== TASK GOAL ==
Could you quote every one of the records below word for word, leaving the pictures out?

### PROVIDED MATERIAL ###

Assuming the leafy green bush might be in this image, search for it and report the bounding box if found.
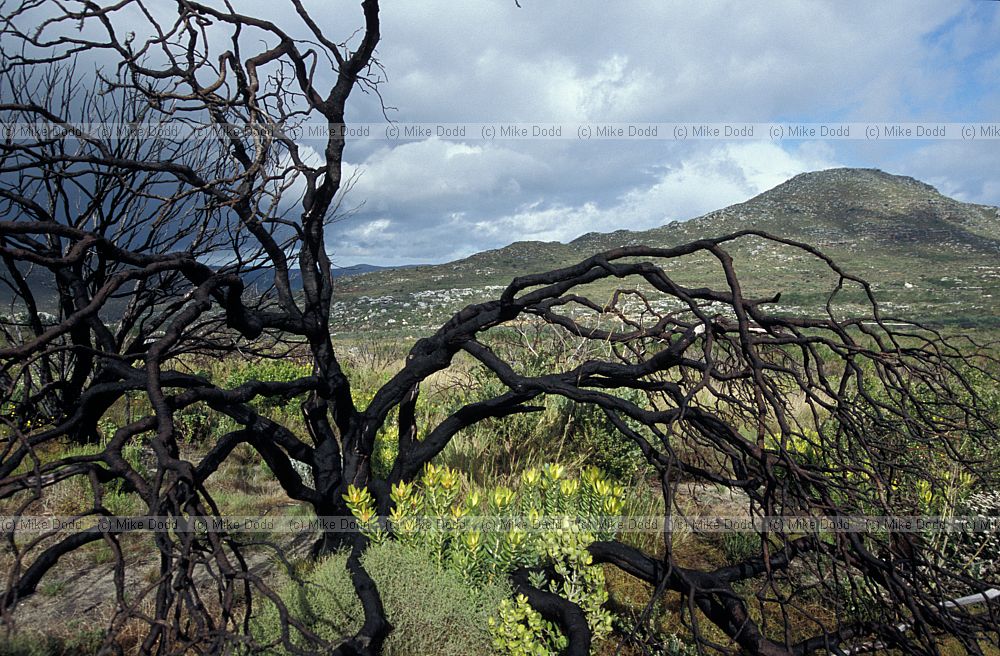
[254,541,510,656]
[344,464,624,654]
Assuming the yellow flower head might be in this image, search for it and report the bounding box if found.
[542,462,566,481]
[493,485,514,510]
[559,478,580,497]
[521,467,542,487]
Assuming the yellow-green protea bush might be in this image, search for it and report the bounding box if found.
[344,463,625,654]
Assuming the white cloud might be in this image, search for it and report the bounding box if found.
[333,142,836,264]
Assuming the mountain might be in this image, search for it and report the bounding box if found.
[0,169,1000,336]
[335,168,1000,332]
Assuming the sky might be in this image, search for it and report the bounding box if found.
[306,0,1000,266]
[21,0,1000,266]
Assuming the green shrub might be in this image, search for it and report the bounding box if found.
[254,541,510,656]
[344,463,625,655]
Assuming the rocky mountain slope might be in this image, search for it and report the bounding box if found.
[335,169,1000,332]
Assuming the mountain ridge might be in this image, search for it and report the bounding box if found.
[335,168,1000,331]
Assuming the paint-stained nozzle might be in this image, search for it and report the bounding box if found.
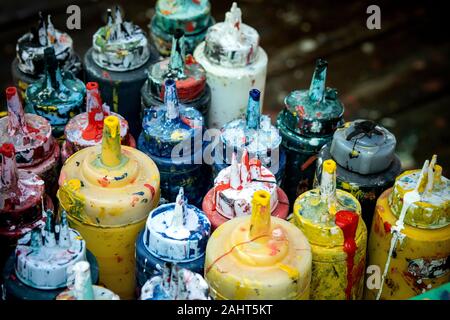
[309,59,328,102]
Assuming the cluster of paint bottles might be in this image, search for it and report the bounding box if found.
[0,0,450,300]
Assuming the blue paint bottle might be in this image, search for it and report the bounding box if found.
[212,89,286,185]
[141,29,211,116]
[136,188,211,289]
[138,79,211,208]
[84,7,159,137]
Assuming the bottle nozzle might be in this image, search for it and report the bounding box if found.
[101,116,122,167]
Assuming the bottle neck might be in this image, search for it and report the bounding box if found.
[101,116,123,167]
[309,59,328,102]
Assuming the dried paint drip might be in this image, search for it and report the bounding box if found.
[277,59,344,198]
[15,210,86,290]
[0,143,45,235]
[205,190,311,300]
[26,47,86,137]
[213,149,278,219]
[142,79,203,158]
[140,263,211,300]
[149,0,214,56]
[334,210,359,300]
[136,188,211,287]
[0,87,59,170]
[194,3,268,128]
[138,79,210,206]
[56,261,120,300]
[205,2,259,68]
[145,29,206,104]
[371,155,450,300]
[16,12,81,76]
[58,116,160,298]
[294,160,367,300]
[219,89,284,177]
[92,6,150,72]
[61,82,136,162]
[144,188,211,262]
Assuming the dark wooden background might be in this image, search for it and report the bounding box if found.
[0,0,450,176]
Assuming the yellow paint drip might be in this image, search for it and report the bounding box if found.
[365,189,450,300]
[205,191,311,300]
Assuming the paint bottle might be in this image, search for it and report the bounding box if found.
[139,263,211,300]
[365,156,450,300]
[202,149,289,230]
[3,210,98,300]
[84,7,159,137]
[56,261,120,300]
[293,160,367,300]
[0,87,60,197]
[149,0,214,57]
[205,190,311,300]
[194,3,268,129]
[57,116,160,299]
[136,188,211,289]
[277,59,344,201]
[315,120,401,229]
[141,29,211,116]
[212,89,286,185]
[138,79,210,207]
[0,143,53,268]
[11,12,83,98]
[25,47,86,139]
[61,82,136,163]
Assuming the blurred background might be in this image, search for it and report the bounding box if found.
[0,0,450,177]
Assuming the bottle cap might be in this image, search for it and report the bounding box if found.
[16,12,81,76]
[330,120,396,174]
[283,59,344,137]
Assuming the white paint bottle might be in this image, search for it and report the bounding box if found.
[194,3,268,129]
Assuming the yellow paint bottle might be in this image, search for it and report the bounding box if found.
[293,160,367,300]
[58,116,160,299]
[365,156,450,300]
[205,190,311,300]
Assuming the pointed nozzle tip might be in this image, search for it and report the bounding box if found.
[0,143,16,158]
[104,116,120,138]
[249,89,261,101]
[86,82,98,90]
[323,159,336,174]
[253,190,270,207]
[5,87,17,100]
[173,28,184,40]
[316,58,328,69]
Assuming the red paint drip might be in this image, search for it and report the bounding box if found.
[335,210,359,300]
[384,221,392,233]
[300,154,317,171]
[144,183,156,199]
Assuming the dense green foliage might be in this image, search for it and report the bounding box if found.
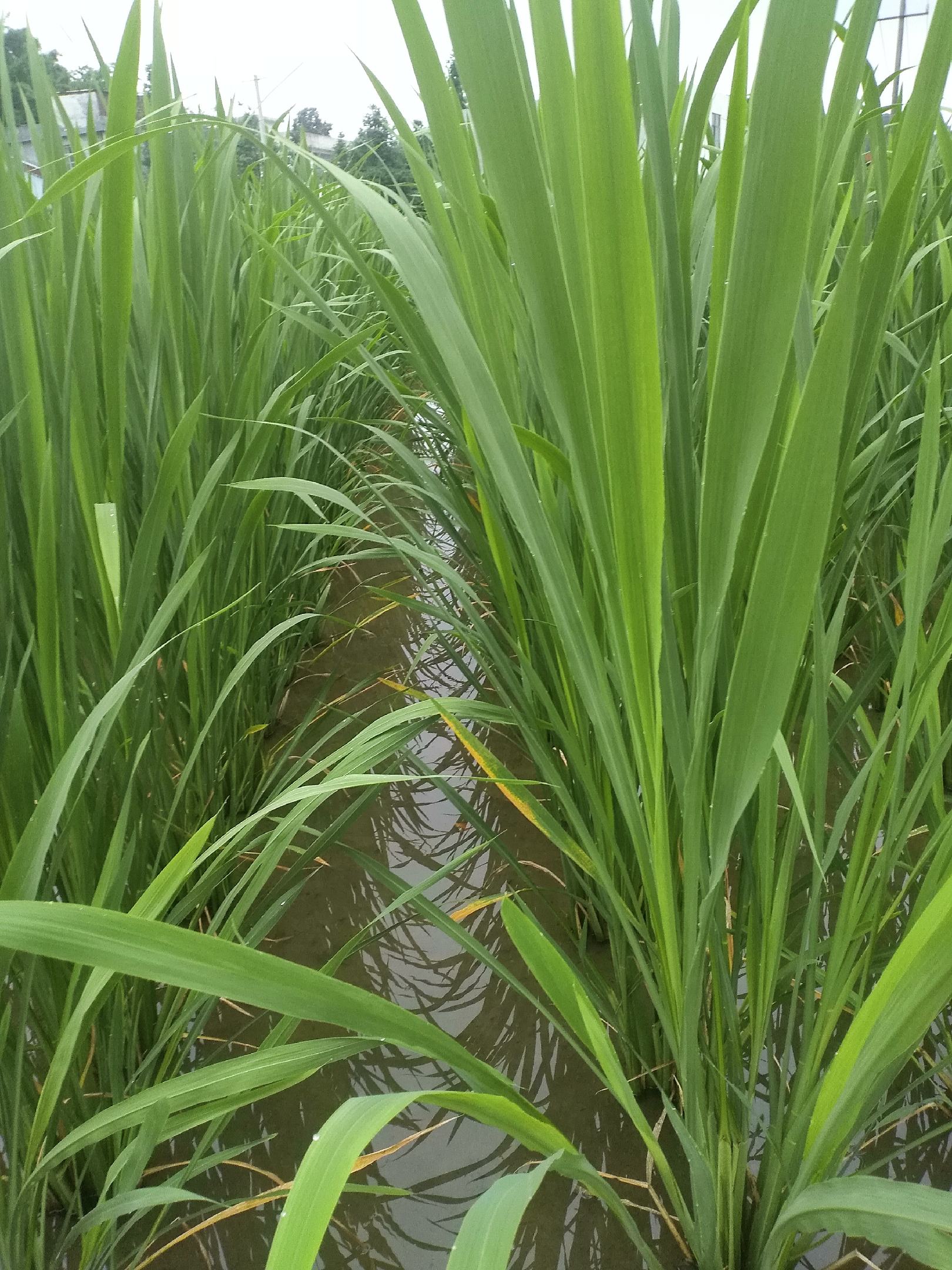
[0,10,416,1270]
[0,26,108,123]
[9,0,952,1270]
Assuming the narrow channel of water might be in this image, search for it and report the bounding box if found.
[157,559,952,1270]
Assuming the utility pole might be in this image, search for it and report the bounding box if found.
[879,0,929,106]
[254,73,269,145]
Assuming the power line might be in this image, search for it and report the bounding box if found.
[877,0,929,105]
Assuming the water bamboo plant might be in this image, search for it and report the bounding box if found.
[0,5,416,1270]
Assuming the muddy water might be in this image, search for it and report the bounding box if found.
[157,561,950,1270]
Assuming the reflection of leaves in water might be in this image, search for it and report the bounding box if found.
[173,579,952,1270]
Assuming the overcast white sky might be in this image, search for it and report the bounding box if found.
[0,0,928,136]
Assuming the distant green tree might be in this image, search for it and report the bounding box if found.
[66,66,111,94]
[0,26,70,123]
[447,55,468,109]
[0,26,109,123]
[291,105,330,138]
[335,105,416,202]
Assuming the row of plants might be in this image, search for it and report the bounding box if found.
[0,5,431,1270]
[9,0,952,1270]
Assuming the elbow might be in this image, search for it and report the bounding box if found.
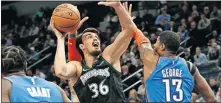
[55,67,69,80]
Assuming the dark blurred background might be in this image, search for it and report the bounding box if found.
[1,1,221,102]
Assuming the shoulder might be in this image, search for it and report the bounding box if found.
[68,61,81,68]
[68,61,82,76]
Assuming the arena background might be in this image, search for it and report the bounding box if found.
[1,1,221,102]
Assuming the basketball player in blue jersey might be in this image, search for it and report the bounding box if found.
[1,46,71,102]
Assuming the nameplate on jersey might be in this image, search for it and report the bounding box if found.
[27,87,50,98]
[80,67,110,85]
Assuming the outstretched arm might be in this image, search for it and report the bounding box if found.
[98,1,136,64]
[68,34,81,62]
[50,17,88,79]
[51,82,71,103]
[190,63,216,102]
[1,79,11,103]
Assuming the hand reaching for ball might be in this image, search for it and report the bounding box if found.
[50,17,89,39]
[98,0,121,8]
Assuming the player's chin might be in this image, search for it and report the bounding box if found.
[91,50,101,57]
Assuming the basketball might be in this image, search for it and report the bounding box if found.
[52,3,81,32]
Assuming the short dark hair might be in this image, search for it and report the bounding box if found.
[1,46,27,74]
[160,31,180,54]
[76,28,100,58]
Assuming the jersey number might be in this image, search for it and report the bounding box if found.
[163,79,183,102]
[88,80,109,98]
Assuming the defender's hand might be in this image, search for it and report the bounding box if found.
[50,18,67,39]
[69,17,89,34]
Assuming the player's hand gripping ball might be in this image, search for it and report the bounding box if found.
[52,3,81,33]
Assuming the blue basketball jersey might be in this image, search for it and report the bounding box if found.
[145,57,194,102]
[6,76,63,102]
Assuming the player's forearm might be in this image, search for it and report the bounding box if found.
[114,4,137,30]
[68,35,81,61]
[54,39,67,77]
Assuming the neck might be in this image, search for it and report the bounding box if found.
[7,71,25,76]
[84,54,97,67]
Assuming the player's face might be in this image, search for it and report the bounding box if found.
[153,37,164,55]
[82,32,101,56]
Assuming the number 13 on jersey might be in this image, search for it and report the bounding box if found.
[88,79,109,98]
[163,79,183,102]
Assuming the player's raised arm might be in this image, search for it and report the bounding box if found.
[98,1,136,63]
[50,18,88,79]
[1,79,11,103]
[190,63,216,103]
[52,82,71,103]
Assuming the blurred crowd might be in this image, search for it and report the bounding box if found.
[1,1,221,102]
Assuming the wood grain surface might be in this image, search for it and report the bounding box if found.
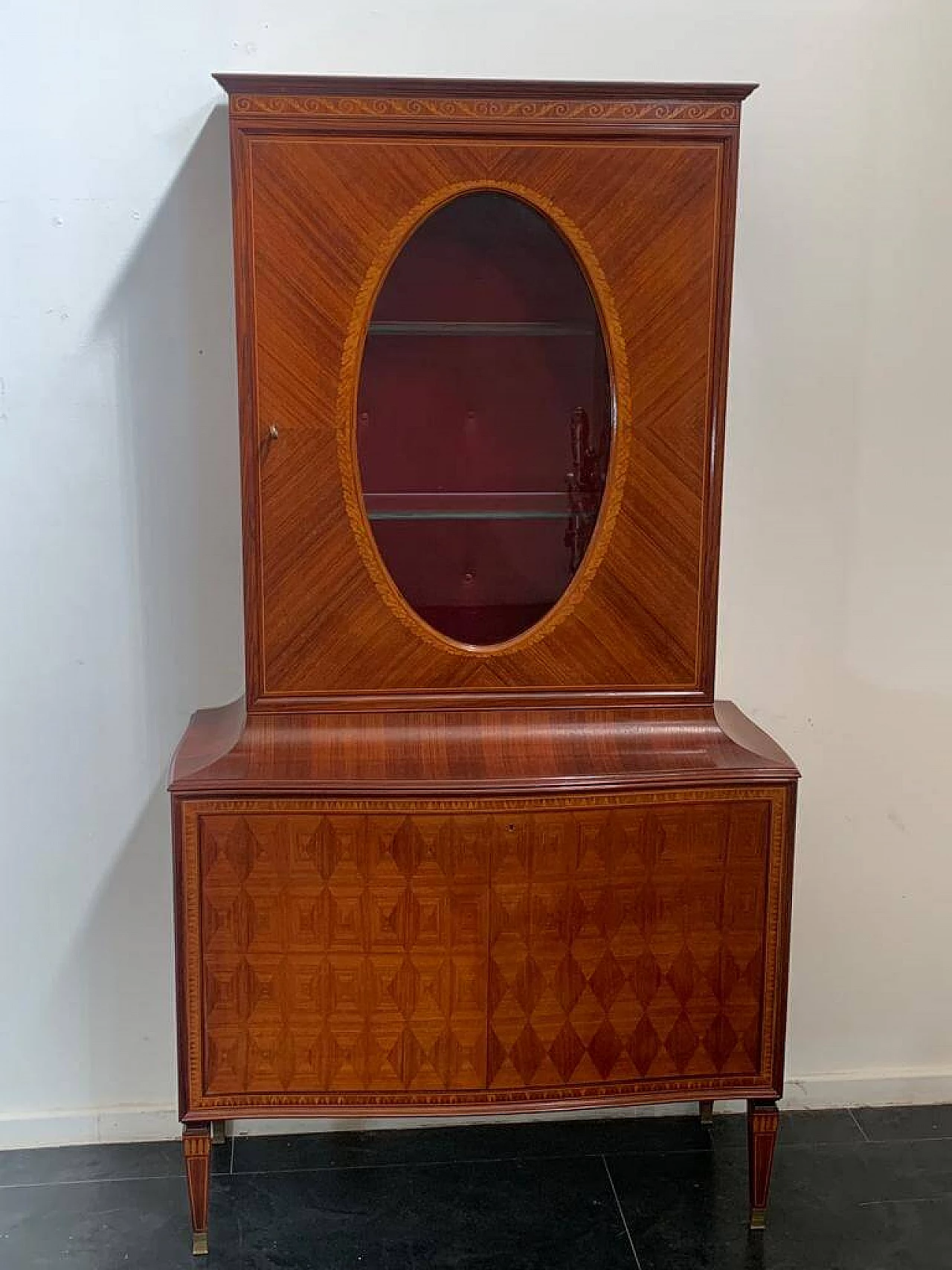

###

== OUTPUT FOR THIS EXERCISE ==
Assuming the leafy green bush might be in this image, search for it and report the bounding box if found.
[254,541,510,656]
[344,464,624,654]
Assuming the yellow flower head might be in this image, search for it and report the bounding box if found.
[542,462,566,481]
[493,485,514,510]
[559,478,580,497]
[521,467,542,487]
Assuming the yellow-green protea bush might be in this image, search for it and report the bounding box if found.
[344,463,625,654]
Assuming the white cloud might be in this image, search for it and report the bounding box if found.
[333,142,836,264]
Assuming the mountain might be in this image, search for it and report the bounding box if found.
[0,169,1000,336]
[335,168,1000,332]
Assuming the sky might be in this image, search for it and report the bounding box if found.
[306,0,1000,266]
[21,0,1000,266]
Assuming the green shrub might be in this image, search for it and report the bounding box if found.
[254,541,510,656]
[344,463,625,655]
Assuming the rocky mountain slope might be in this image, search for it and report the bounding box if found.
[335,169,1000,332]
Assuming the mountain ridge might be in this image, search for it and report the bounding box if found.
[335,168,1000,331]
Assuming the paint-stained nozzle might be in this image, search for it and report the bounding box if found.
[309,59,328,102]
Assuming the cluster of paint bottles might be in this image, search for it and report the bounding box if found.
[0,0,450,300]
Assuming the blue paint bottle might be in this image, search for it and report the bounding box if found.
[212,89,286,185]
[141,29,211,116]
[136,188,211,289]
[138,79,211,208]
[84,7,159,137]
Assuming the bottle nozzle might be in this image, search for it and report the bounding box if found.
[101,116,122,167]
Assuming the bottle neck might be in this image, search for it and report the bounding box if found.
[101,116,123,167]
[309,59,328,102]
Assuming the dried paint drip might be in this image, search for it and report the bounding box if found.
[277,59,344,198]
[15,210,86,290]
[0,143,45,235]
[205,190,311,300]
[26,47,86,137]
[213,149,278,219]
[142,79,203,158]
[140,263,211,300]
[149,0,214,56]
[334,210,359,300]
[136,188,211,287]
[0,87,59,170]
[194,3,268,128]
[138,79,210,206]
[56,261,120,300]
[205,2,259,68]
[145,29,206,104]
[371,155,450,300]
[16,12,81,76]
[58,116,160,298]
[294,160,367,300]
[219,89,284,177]
[92,6,150,72]
[61,82,136,162]
[144,188,211,262]
Assuming the dark wooden background might be in this image, search for it and report the bounding box if found.
[0,0,450,176]
Assuming the yellow paint drip might be in this image, search for it and report the bounding box if found.
[365,189,450,300]
[205,191,311,300]
Assuming the paint bottle might be in this image, search for it and report the bounding box if found.
[139,263,211,300]
[365,156,450,300]
[202,149,289,230]
[3,210,98,300]
[84,7,159,137]
[56,261,120,300]
[293,160,367,300]
[0,87,60,197]
[149,0,214,57]
[205,190,311,300]
[194,3,268,129]
[57,116,160,299]
[136,188,211,289]
[277,59,344,201]
[315,120,401,229]
[141,29,211,116]
[212,89,286,185]
[138,79,210,207]
[0,143,53,268]
[11,12,83,98]
[25,47,86,139]
[61,82,136,163]
Assuming the blurred background might be in this image, search for it and report the bounding box if found.
[0,0,450,177]
Assuming the bottle cap might be in this image, search for it and report the bounding box if found.
[16,12,81,76]
[330,120,396,174]
[283,59,344,137]
Assuming the white paint bottle might be in this image, search for it and report the bounding box if found.
[194,3,268,129]
Assuming the yellow paint bottle might be in this image, search for it and report the bounding box if found.
[293,160,367,300]
[58,116,160,299]
[365,156,450,300]
[205,190,311,300]
Assuming the pointed nozzle tip might be in this image, search for it and report the bounding box if found.
[0,143,16,158]
[104,116,120,138]
[249,89,261,101]
[86,82,98,90]
[323,159,336,174]
[253,190,270,207]
[5,87,17,100]
[173,28,184,40]
[316,58,328,69]
Assuming the red paint drip might be in this image, search for it and report the bounding box if found.
[335,210,359,300]
[384,221,392,233]
[300,154,317,171]
[144,183,156,199]
Assuming the dense green foliage might be in this image, search for it and report the bounding box if found.
[0,10,416,1270]
[0,26,108,123]
[9,0,952,1270]
Assuming the narrow channel of water might be in this image, search for it and report the bounding box if found.
[157,559,952,1270]
Assuming the utility pole might be in this image, search for it and report the bounding box if found.
[879,0,929,106]
[254,73,269,145]
Assuming the power line might be in this image, search for it and report the bounding box if found.
[877,0,929,105]
Assuming the water bamboo plant might be in this image, search for it and report the bounding box if found.
[0,5,416,1270]
Assuming the muddy water might be in this image, search for it and report the bounding box if found.
[157,561,950,1270]
Assuming the reflection of leaves in water might be in this image, search for it and report the bounding box if found.
[173,579,952,1270]
Assuming the overcast white sky might be in this image, search for it and report the bounding box if found.
[0,0,928,136]
Assuming the distant green tree might be in this image, search for it and report the bounding box if found.
[66,66,111,94]
[0,26,70,123]
[447,55,468,109]
[0,26,109,123]
[291,105,330,138]
[335,105,416,202]
Assuming the row of plants might be in this image, search for it and report the bounding box if found.
[0,5,431,1270]
[9,0,952,1270]
Assuming the elbow might be in this image, search for it and report the bounding box if found.
[55,67,69,80]
Assuming the dark blurred background might be in this image, search for it and report the bounding box if found.
[1,1,221,102]
Assuming the shoulder might be in this image, search for it and report the bounding box if found.
[68,61,81,68]
[68,61,82,76]
Assuming the arena background might be in this image, search for it and report the bounding box if found.
[1,1,221,102]
Assuming the basketball player in blue jersey might be in this image, search for it and report the bounding box if found.
[1,46,71,102]
Assuming the nameplate on jersey might be in this image, search for it and report the bounding box if found.
[27,87,50,98]
[80,67,110,85]
Assuming the outstretched arm might be in this image, search for it and report the bounding box if found.
[98,1,136,64]
[68,34,81,62]
[50,17,88,79]
[51,82,71,103]
[190,63,216,102]
[1,79,11,103]
Assuming the hand reaching for ball might be in this image, search for it and report the bounding box if found.
[50,17,89,39]
[98,0,121,8]
Assuming the player's chin might be in this image, search for it and report the bounding box if found.
[91,50,101,57]
Assuming the basketball might be in this image, search for it and report the bounding box if found.
[52,3,81,32]
Assuming the short dark hair might be in this image, search for it and report the bounding box if found.
[1,46,27,74]
[160,31,180,54]
[76,28,100,58]
Assuming the jersey number might be in this image, search for it and report the bounding box if found.
[163,79,183,102]
[88,80,109,98]
Assuming the defender's hand might be in this image, search for it and report the bounding box if found.
[50,18,67,39]
[69,17,89,34]
Assuming the player's hand gripping ball might be in this image, search for it and report the bounding box if found.
[52,3,81,33]
Assuming the blue basketball jersey might be in this image, search for it and report the bounding box if found.
[145,57,194,102]
[6,76,63,102]
Assuming the player's forearm might be in this image, search for it and report the bounding box if found.
[114,4,137,30]
[68,35,81,61]
[54,39,67,77]
Assuming the neck might be in this image, search for it and report the bounding box if found.
[7,71,25,76]
[84,54,97,67]
Assuming the player's face might be in this image, search for it and report the bounding box if found.
[153,37,164,55]
[82,32,101,56]
Assuming the number 13 on jersey might be in this image, search for it and report the bounding box if found.
[88,79,109,98]
[163,79,183,102]
Assuming the player's raised arm might be in this image, search for it and report the bounding box if found.
[98,1,136,63]
[50,18,88,79]
[1,79,11,103]
[190,63,216,103]
[52,82,71,103]
Assuming the blurred crowd might be in this image, search for it and report the bounding box if found.
[1,1,221,102]
Assuming the wood grain surface might be in this image, search for it and report the bounding box if found.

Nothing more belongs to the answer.